■ TASK GOAL
Copy every line of the data exactly, leaving nothing out.

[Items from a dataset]
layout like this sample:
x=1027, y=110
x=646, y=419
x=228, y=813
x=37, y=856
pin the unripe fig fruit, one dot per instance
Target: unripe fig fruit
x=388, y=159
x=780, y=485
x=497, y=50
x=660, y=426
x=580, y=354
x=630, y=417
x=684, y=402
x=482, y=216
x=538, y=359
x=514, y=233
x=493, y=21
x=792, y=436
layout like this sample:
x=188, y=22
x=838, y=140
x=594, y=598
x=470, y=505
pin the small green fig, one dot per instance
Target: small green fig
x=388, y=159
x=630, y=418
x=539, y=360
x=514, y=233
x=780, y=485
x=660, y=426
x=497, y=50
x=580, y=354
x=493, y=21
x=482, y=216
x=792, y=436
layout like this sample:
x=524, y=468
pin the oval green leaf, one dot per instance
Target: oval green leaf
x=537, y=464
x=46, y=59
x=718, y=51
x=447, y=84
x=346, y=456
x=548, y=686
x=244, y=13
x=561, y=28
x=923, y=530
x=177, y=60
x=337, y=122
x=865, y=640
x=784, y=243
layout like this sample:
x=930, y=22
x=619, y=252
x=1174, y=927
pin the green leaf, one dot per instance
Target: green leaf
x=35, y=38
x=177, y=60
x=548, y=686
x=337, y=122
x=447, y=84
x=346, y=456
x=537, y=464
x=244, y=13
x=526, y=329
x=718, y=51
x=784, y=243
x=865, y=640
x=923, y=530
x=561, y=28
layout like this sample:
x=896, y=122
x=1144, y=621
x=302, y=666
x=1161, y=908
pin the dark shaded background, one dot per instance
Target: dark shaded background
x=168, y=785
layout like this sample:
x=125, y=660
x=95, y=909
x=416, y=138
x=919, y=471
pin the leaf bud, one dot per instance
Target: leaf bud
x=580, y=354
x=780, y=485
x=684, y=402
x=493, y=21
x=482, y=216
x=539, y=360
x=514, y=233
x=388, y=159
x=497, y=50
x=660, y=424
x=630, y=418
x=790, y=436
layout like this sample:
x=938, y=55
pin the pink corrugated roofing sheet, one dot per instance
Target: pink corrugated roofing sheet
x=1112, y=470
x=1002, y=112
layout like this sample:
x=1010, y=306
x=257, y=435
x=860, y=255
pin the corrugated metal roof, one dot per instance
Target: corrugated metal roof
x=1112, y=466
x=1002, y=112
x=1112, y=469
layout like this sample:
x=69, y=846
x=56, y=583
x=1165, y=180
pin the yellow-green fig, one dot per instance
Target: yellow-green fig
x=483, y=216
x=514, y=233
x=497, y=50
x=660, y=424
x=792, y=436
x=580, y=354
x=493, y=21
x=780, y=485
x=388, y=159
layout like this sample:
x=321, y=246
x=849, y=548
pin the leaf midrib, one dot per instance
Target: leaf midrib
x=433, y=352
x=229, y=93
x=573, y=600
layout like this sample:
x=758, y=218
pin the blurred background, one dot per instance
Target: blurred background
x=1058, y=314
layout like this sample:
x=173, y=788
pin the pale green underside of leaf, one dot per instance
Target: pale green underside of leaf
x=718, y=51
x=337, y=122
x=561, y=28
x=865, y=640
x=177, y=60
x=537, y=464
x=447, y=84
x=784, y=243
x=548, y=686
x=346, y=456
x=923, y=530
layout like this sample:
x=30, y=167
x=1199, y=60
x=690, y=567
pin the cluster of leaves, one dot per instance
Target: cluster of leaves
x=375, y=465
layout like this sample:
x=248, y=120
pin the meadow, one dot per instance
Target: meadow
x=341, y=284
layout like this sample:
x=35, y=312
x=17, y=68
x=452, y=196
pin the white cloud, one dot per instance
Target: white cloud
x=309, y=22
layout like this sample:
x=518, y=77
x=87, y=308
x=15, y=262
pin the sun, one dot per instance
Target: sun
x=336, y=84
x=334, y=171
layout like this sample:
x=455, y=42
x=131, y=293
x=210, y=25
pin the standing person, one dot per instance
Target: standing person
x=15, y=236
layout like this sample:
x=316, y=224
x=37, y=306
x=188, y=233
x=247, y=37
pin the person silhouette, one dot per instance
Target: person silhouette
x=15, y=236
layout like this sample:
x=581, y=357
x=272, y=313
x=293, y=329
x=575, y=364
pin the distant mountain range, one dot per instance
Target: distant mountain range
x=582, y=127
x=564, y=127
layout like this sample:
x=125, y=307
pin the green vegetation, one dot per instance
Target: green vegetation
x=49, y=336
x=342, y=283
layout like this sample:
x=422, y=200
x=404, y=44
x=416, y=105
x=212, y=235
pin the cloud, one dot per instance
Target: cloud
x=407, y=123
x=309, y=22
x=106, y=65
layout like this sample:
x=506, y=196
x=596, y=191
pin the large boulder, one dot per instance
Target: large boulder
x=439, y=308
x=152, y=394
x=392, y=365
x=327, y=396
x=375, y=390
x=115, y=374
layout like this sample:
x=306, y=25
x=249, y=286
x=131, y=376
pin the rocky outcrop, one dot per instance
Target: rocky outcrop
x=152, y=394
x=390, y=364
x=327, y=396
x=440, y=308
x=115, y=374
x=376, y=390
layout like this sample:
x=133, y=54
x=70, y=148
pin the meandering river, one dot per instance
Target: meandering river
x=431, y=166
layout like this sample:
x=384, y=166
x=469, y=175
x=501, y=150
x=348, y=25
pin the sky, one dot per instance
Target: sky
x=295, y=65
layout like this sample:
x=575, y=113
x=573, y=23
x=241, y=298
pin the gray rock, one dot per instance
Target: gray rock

■ OUTPUT
layout like this sample:
x=1027, y=110
x=646, y=419
x=228, y=813
x=37, y=856
pin the unripe fig fruit, one dot per instance
Target: unripe fig fruit
x=388, y=159
x=780, y=485
x=497, y=50
x=660, y=426
x=580, y=354
x=630, y=417
x=684, y=402
x=482, y=216
x=538, y=359
x=514, y=233
x=493, y=21
x=792, y=436
layout like this sample:
x=188, y=22
x=838, y=140
x=594, y=598
x=470, y=505
pin the small green fig, one dot per instance
Target: small green fig
x=388, y=159
x=630, y=418
x=539, y=360
x=514, y=233
x=780, y=485
x=660, y=426
x=497, y=50
x=580, y=354
x=493, y=21
x=482, y=216
x=792, y=436
layout like this sample:
x=524, y=468
pin the oval green leaf, one dot per instance
Target: oval green leaf
x=537, y=464
x=46, y=59
x=718, y=51
x=447, y=84
x=346, y=456
x=548, y=686
x=244, y=13
x=561, y=28
x=923, y=530
x=177, y=60
x=337, y=122
x=865, y=640
x=784, y=243
layout like this sample:
x=930, y=22
x=619, y=252
x=1174, y=927
pin the green leaf, one dot per instance
Target: green leaf
x=35, y=38
x=177, y=60
x=548, y=686
x=337, y=122
x=447, y=84
x=346, y=456
x=537, y=464
x=244, y=13
x=526, y=329
x=718, y=51
x=784, y=243
x=865, y=640
x=923, y=530
x=561, y=28
layout like this sample:
x=896, y=122
x=1144, y=621
x=302, y=666
x=1161, y=908
pin the dark shaded background, one dot per instance
Target: dark shaded background
x=168, y=785
layout like this sample:
x=125, y=660
x=95, y=909
x=416, y=138
x=919, y=471
pin the leaf bud, one dot per instance
Target: leaf bud
x=580, y=354
x=780, y=485
x=684, y=402
x=493, y=21
x=482, y=216
x=539, y=360
x=514, y=233
x=388, y=159
x=497, y=50
x=660, y=424
x=630, y=418
x=790, y=436
layout like this sample:
x=938, y=55
pin the pink corrugated roofing sheet, one dot per instance
Target: pink corrugated roofing sheet
x=1112, y=470
x=1002, y=112
layout like this sample:
x=1010, y=306
x=257, y=435
x=860, y=255
pin the corrugated metal roof, one dot per instance
Target: corrugated metal roof
x=1112, y=466
x=1002, y=112
x=1112, y=469
layout like this sample:
x=69, y=846
x=56, y=583
x=1165, y=180
pin the yellow-green fig, one dot per instance
Target: yellow-green fig
x=483, y=216
x=514, y=233
x=497, y=50
x=660, y=424
x=792, y=436
x=580, y=354
x=493, y=21
x=780, y=485
x=388, y=159
layout like this sample:
x=321, y=246
x=849, y=548
pin the leaf midrib, one dot per instance
Target: leaf midrib
x=433, y=352
x=229, y=93
x=573, y=600
layout like this sample:
x=758, y=218
pin the blurred background, one dot per instance
Target: blurred background
x=1058, y=314
layout like this sample:
x=173, y=788
pin the pale green underside of leaf, one dot per instance
Target: pale green underside of leaf
x=718, y=51
x=337, y=122
x=561, y=28
x=865, y=640
x=177, y=60
x=537, y=464
x=447, y=84
x=784, y=243
x=548, y=686
x=346, y=456
x=923, y=530
layout like this sample:
x=30, y=167
x=1199, y=60
x=690, y=567
pin the cluster of leaves, one dot per instance
Target: cluster of leaves
x=375, y=465
layout like this sample:
x=248, y=120
pin the meadow, one dot per instance
Target: meadow
x=341, y=284
layout like this sample:
x=35, y=312
x=17, y=68
x=452, y=196
pin the white cloud, one dot per instance
Target: white cloud
x=309, y=22
layout like this sample:
x=518, y=77
x=87, y=308
x=15, y=262
pin the sun, one dot per instance
Target: sun
x=336, y=84
x=334, y=171
layout like this sample:
x=455, y=42
x=131, y=293
x=210, y=25
pin the standing person, one dot per instance
Target: standing person
x=15, y=236
layout like this sample:
x=316, y=224
x=37, y=306
x=188, y=233
x=247, y=37
pin the person silhouette, one dot per instance
Target: person silhouette
x=15, y=236
layout like this sample:
x=581, y=357
x=272, y=313
x=293, y=329
x=575, y=364
pin the distant mountain range, one dot per instance
Target: distant mountain range
x=582, y=127
x=564, y=127
layout like this sample:
x=125, y=307
pin the green vegetation, one dot per instance
Target: green vegetation
x=49, y=336
x=342, y=283
layout like this sample:
x=422, y=200
x=404, y=44
x=416, y=105
x=212, y=235
pin the cloud, one dot per instance
Target: cloud
x=407, y=123
x=309, y=22
x=106, y=65
layout like this sample:
x=506, y=196
x=596, y=191
pin the large boulder, one dot per instance
Target: large boulder
x=439, y=308
x=152, y=394
x=392, y=365
x=327, y=396
x=375, y=390
x=115, y=374
layout like this sample:
x=306, y=25
x=249, y=286
x=131, y=376
pin the rocky outcrop, one dot per instance
Target: rocky outcrop
x=152, y=394
x=390, y=364
x=327, y=396
x=440, y=308
x=115, y=374
x=376, y=390
layout like this sample:
x=133, y=54
x=70, y=148
pin the meandering river, one dot per instance
Target: meandering river
x=431, y=166
layout like this sample:
x=384, y=166
x=469, y=175
x=501, y=150
x=348, y=25
pin the sky, one dot per instance
Target: sky
x=295, y=65
layout like this sample:
x=575, y=113
x=573, y=23
x=241, y=298
pin the gray rock, one dot per instance
Target: gray rock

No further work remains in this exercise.